___ SOURCE EXTRACT

The evidence filed in support of this motion, including consumer declarations, sales pitches, and other materials submitted to this Court, demonstrate the various ways the Defendants repeatedly violate Section 5(a) of the FTC Act, which prohibits "unfair or deceptive acts or practices in or affecting commerce." 15 U.S.C.  45(a), as alleged in Count One of the Complaint. An act or practice is deceptive under Section 5(a) if it involves a material misrepresentation or omission that is likely to mislead consumers acting reasonably under the circumstances. FTC v. Jordan Ashley, Inc., 1994-1 Trade Cas. (CCH)  70,570 at 72,096 (S.D. Fla. 1994); FTC v. Atlantex Assocs., 1987-2 Trade Cas. (CCH)  67,788 at 59,252 (S.D. Fla. 1987), aff'd, 872 F.2d 966 (11th Cir. 1989). Express claims, or deliberately-made implied claims, used to induce the purchase of a particular product or service are presumed to be material. Thompson Medical Co., 104 F.T.C. 648, 816 (1984), aff'd, 791 F.2d 189 (D.C. Cir. 1986), cert. denied, 479 U.S. 1086 (1987); Jordan Ashley, 1994-1 Trade Cas. at 72,096. Moreover, any representations concerning the price of a product or service are presumptively material. Removatron Int'l Corp., 111 F.T.C. 206, 309 (1988), (citing Thompson Medical, 104 F.T.C. at 817.), aff'd, 884 F.2d 1489 (1st Cir. 1989).

______
___ DATASET CONTENT

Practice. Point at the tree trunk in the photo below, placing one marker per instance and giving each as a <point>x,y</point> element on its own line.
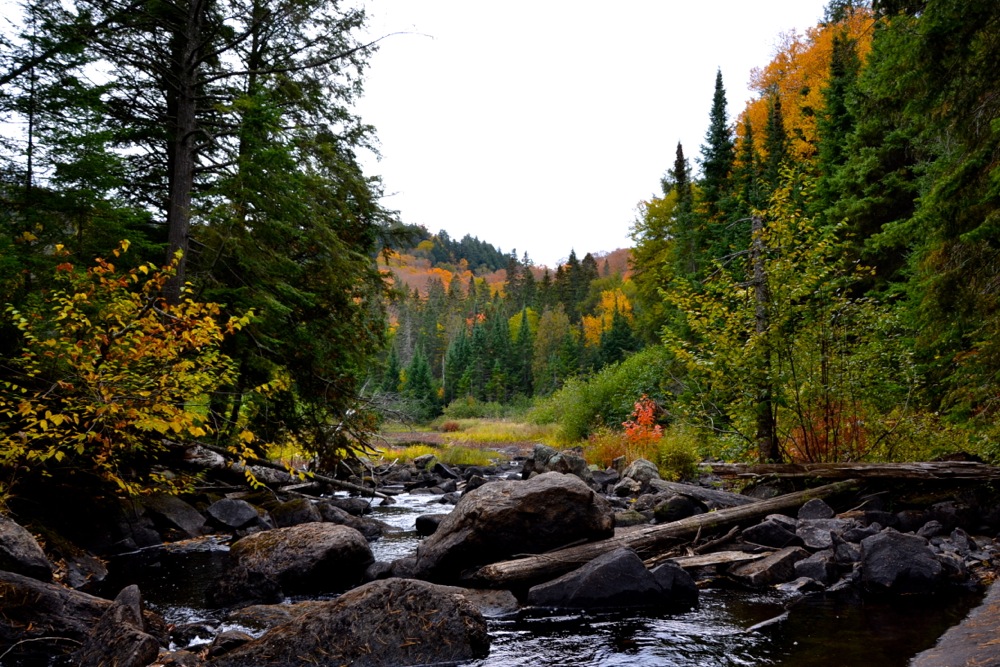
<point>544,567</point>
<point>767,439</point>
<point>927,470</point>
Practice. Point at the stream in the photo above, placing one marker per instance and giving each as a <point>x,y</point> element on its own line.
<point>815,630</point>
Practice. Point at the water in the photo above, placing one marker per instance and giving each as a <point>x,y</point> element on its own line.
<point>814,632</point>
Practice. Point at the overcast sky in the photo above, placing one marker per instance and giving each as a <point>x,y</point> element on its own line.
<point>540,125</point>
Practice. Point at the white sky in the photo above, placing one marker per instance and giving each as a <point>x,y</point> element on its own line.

______

Extend the passage above on deceptive practices under the FTC Act, starting after its final sentence.

As demonstrated in Section III of this memorandum, CCC and its principals, Derickson and Lovern, are engaged in a blatant, orchestrated swindle. Through their telemarketing operation, the Defendants often expressly stated and often deliberately implied that consumers would receive an unsecured credit card in return for the one-time payment of an advance fee. This representation is central to the transaction and obviously material. This representation is false and is likely to, and in fact did, mislead consumers because they paid their money to CCC and, in most cases, did not receive the promised credit cards. (Exs. 20-66).

CCC does not have the ability to issue credit cards. According to Joe Majka, Regional Director of Visa USA- Fraud Control, only Visa card issuing banks and those entities registered as Independent Sales Organizations may offer Visa credit cards to consumers. CCC is not registered as an Independent Sales Organization with Visa. (Ex. 18; see also, Ex. 25 at  9; Ex. 39 at  13). Therefore, CCC's express or implied guarantee of a credit card is false and misleading. Furthermore, Defendants demonstrate their propensity for fraud by engaging in the insidious practice of making unauthorized withdrawals from consumers' accounts and refusing to make refunds.

2. The Defendants Have Violated the Telemarketing Sales Rule.

On August 16, 1994, the President signed into law the Telemarketing and Consumer Fraud and Abuse Prevention Act, 15 U.S.C.  6101, et seq. This Act directed the Commission to prescribe regulations prohibiting deceptive and abusive telemarketing acts or practices. The Telemarketing Sales Rule, 16 C.F.R. Part 310, became effective on December 31, 1995. (The Rule, 16 C.F.R. Part 310 can be found at 60 Fed. Reg. 43842, 43864-43868 (August 23, 1995), included in Volume 4).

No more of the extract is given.